* _Assigned task_
Please reproduce the full set of data below exactly.

* _Given information_

────────

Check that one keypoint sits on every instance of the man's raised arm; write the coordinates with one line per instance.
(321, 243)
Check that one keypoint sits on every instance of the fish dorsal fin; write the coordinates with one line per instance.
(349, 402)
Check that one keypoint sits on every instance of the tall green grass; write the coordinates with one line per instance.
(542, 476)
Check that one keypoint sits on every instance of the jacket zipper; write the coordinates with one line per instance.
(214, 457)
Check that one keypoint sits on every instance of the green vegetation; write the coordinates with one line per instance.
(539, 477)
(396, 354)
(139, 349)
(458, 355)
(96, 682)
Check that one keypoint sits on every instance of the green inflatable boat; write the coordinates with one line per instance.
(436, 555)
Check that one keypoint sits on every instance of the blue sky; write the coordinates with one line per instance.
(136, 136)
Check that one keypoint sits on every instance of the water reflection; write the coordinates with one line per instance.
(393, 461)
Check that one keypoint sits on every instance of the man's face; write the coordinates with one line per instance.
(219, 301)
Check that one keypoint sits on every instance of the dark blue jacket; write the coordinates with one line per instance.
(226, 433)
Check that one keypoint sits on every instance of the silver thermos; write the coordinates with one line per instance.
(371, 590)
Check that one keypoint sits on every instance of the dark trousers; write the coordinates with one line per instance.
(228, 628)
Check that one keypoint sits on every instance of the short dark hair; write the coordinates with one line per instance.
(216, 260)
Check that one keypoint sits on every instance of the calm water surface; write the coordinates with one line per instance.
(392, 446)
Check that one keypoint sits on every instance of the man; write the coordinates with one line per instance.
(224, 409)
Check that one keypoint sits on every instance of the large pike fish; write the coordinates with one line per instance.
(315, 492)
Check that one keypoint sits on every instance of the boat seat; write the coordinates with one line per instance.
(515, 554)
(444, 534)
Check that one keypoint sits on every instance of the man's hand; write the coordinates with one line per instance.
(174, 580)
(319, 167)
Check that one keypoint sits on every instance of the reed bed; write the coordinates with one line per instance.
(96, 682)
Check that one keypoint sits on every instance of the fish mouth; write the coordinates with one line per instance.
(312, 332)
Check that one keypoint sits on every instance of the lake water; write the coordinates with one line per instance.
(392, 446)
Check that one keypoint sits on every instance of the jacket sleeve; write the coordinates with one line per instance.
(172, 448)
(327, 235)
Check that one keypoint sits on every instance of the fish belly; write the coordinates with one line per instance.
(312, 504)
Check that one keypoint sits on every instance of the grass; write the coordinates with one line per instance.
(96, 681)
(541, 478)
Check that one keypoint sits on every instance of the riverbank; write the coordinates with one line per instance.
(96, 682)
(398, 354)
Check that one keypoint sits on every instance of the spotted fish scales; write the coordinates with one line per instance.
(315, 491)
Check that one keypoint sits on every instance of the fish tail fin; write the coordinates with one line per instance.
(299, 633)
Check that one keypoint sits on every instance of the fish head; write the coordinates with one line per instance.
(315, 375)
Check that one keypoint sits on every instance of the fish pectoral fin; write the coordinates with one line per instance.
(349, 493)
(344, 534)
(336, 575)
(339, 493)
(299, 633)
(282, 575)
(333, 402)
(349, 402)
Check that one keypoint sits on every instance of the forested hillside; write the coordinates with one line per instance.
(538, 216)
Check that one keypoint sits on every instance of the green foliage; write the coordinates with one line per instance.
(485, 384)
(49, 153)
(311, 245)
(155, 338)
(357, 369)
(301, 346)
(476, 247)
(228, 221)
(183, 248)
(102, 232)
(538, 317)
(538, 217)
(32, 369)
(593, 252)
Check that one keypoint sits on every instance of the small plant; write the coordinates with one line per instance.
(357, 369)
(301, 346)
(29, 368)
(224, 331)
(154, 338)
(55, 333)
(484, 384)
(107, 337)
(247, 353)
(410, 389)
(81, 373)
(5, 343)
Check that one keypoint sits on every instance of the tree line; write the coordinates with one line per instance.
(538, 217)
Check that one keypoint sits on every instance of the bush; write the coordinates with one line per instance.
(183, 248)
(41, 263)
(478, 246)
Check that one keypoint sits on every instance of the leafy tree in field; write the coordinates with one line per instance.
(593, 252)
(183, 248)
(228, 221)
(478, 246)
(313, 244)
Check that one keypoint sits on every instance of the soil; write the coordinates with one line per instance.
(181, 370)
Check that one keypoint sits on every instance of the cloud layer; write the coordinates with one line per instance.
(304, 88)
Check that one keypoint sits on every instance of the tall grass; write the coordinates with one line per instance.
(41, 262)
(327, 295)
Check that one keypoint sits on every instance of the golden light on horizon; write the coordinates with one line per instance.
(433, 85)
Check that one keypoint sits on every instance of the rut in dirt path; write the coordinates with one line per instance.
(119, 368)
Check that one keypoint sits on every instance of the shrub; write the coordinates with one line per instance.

────────

* _Output of the exercise_
Check that one keypoint sits on every instance of the man's raised arm; write the coordinates with one line per instance.
(321, 243)
Check that one keypoint sits on every instance of the fish dorsal fin; write the coordinates with one line per instance.
(349, 402)
Check that one keypoint sits on every instance of the tall green grass; write the coordinates with one line per instance.
(542, 476)
Check that one keypoint sits on every instance of the jacket zipper; write the coordinates with one line per instance.
(214, 457)
Check that one keypoint sits on every instance of the green vegetation; write the coordinates with one line per instance.
(539, 477)
(396, 354)
(139, 349)
(458, 355)
(96, 682)
Check that one keypoint sits on every instance of the green inflatable boat; write the coordinates with one line per instance.
(436, 555)
Check that one keypoint sits on every instance of the blue sky; write the coordinates with one line per instance.
(136, 136)
Check that one keypoint sits on every instance of the water reflection; write the coordinates with one line per instance.
(393, 461)
Check that one keypoint sits on every instance of the man's face; write the coordinates with one line per instance.
(219, 301)
Check that one keypoint sits on every instance of the dark blue jacket; write the coordinates with one line per instance.
(226, 433)
Check that one keypoint sits on every instance of the silver thermos; write the coordinates with one line per instance.
(371, 590)
Check that one keypoint sits on every instance of the dark trousers; write the coordinates with one line per instance.
(228, 628)
Check that one keypoint sits on every instance of the short dark hair; write the coordinates with one line per instance.
(216, 260)
Check that one keypoint sits on every instance of the calm water surface; write the coordinates with one line per instance.
(392, 446)
Check that one keypoint sits on every instance of the man; write the coordinates with one line per instance.
(224, 409)
Check that one keypoint sits on every instance of the large pike fish; write the coordinates with one line per instance.
(315, 492)
Check that one keypoint sits on every instance of the boat seat; write the coordinates with one line per instance.
(515, 554)
(444, 534)
Check that one keypoint sits on every instance of the man's hand; write the coordinates with one line per instance.
(174, 580)
(319, 167)
Check that one keypoint sits on every instance of the reed bed; write the coordinates with one line per instance.
(96, 682)
Check that one keypoint sits on every instance of the fish mouth; write the coordinates with one line per instance.
(312, 332)
Check that one keypoint sits on every instance of the lake water; write the coordinates with one line per instance.
(392, 446)
Check that one keypoint sits on every instance of the jacket sleeve; write the coordinates with one line per instance.
(172, 448)
(327, 235)
Check that one keypoint sits on every instance of the fish belly; write the coordinates with one line per instance.
(312, 504)
Check that one keypoint sits on every instance of the grass; write the coordinates with one line per instance.
(96, 681)
(541, 478)
Check that one keypoint sits on every instance of the riverbank; write the coordinates with one line per instance.
(96, 682)
(398, 354)
Check that one keypoint sits on every instance of the spotted fish scales; write the coordinates with one line per instance.
(315, 491)
Check that one keypoint sits on every instance of the fish tail fin; write the coordinates with one line per instance.
(299, 633)
Check that one keypoint sits on every instance of the fish head; write the coordinates with one line per instance.
(315, 375)
Check that one keypoint sits on every instance of the fish pectoral fin; write the coordinates with one line per instance.
(349, 493)
(344, 534)
(336, 575)
(339, 493)
(299, 633)
(282, 575)
(333, 402)
(349, 402)
Check that one keypoint sits on every instance of the forested hillside; write the coordinates with one line per instance.
(538, 216)
Check that one keypoint sits on every instance of the green foliage; write the coordinates with one line per instance.
(485, 384)
(49, 153)
(311, 245)
(155, 338)
(357, 369)
(301, 346)
(476, 247)
(228, 221)
(183, 248)
(102, 232)
(538, 317)
(538, 217)
(32, 369)
(593, 252)
Check that one keypoint sits on every instance of the small plant; write the coordinates with one line per instance.
(357, 369)
(301, 346)
(29, 368)
(224, 331)
(154, 338)
(55, 333)
(484, 384)
(107, 337)
(247, 353)
(410, 389)
(81, 373)
(5, 343)
Check that one keypoint sits on every instance of the tree line; write the coordinates with one line per instance.
(538, 217)
Check that one keypoint sits on every instance of the bush; write the coordinates with one line per instance.
(183, 248)
(41, 263)
(478, 246)
Check that one keypoint sits on every instance of the leafy tree in field; write the coordinates with one line per instance.
(593, 252)
(183, 248)
(228, 221)
(478, 246)
(313, 244)
Check that one keypoint sits on every instance of the soil; write the coordinates with one line per instance.
(181, 370)
Check that one keypoint sits on every instance of the cloud layer; write the coordinates with one line per instance.
(304, 88)
Check that one keypoint sits on every instance of the tall grass; write the coordinates with one line per instance.
(41, 262)
(327, 295)
Check that one keypoint sits on every instance of the golden light on horizon; write the coordinates with one line per instance.
(433, 85)
Check that one keypoint sits on every instance of the rut in dirt path; write the coordinates with one line per instance.
(119, 368)
Check that one keypoint sits on every instance of the shrub; write the coordinates with one line per instance.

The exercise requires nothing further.